DOCUMENT TEXT:
______

The Chiropractic Diagnosis Process

The chiropractic diagnosis process is one that may not be well known before you come in for your first visit. While chiropractic may seem a bit different from other specialties in the medical field, in truth it is much the same. This is especially so when it comes to the method for assessing and classifying your potential issues.

According to Merriam-Webster, differential diagnosis is “the process of differentiating between two or more conditions that share similar signs or symptoms.” Your chiropractor will use this method to help identify any potential issues. This is typically handled through the use of a triage based methodology. This form of triage would involve the classification of the cause of injury according to order of severity.

When assessing lower back pain, for example, your chiropractor may classify your low back injury into one of three categories. These categories could include the following:

Possibly Serious Issues: Problems such as open wounds, burns, hemophilia, problems with artificial joint implants, infections in your joints, fractures, tumors, major neurological issues, and problems with your pacemaker may all be included in this category.

Nerve Related Issues: This category covers troubles that lead to sciatica (radiculopathy) via the pinching or compression of the nerve root in the lower back. Some of the typical causes of pinched nerves can include spinal stenosis, herniated lumbar discs, and spondylolisthesis (the forward displacement of a vertebral bone in relation to the natural curve of the spine).

Non Specific Issues: Typically this is the most common form of lower back pain that chiropractors see. This mechanical low back pain includes any sort of pain that doesn’t have an identifiable cause. Many people tend to write off this sort of pain, thinking it will go away on its own. Left untreated however it may remain and even worsen over time.

______

EXCERPTED DATA:
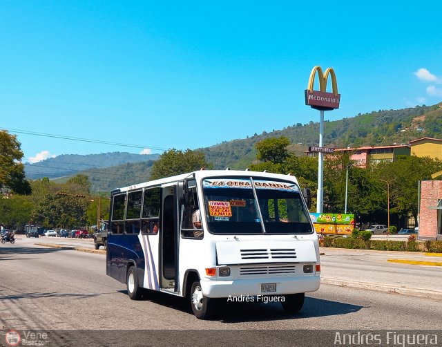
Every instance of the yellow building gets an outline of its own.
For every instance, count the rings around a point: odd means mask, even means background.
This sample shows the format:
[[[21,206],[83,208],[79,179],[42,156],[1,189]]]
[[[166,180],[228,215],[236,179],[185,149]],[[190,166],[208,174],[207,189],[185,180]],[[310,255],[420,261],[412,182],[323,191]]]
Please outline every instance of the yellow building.
[[[442,160],[442,140],[423,138],[410,142],[412,156]]]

______

COMPLETE THE FOLLOWING:
**A.** According to the text on the chiropractic diagnosis process, which category of lower back pain do chiropractors typically see most often?
**B.** Write the next part of the text on the chiropractic diagnosis process, picking up after its final sentence.

ANSWERS BY ITEM NUMBER:
**A.** Non Specific Issues, which is mechanical low back pain without an identifiable cause.

**B.**
When your chiropractor finds a diagnosis of one of the potentially serious issues, you will usually receive a referral to a medical specialist and/or surgeon that can provide the appropriate care for that issue. Your chiropractor may also work with other back pain specialists to help co-manage your care. In the case of serious injuries or illnesses, your chiropractor will usually avoid any sort of chiropractic manipulation in relation to the relevant anatomy affected by said injury or illness.

When it comes to chiropractic diagnosis, chiropractors are typically very careful to do so in a thorough manner with your best interests in mind. If chiropractic care is not indicated for your issue, whether it may simply may not be effective or may even be potentially counter productive, your chiropractor will let you know and will usually help you to identify those who can provide the sort of treatment you require.

Chiropractic diagnosis involves zero guess work and is not as mysterious as some may believe. It simply involves good, old fashioned medical triage and differential diagnoses.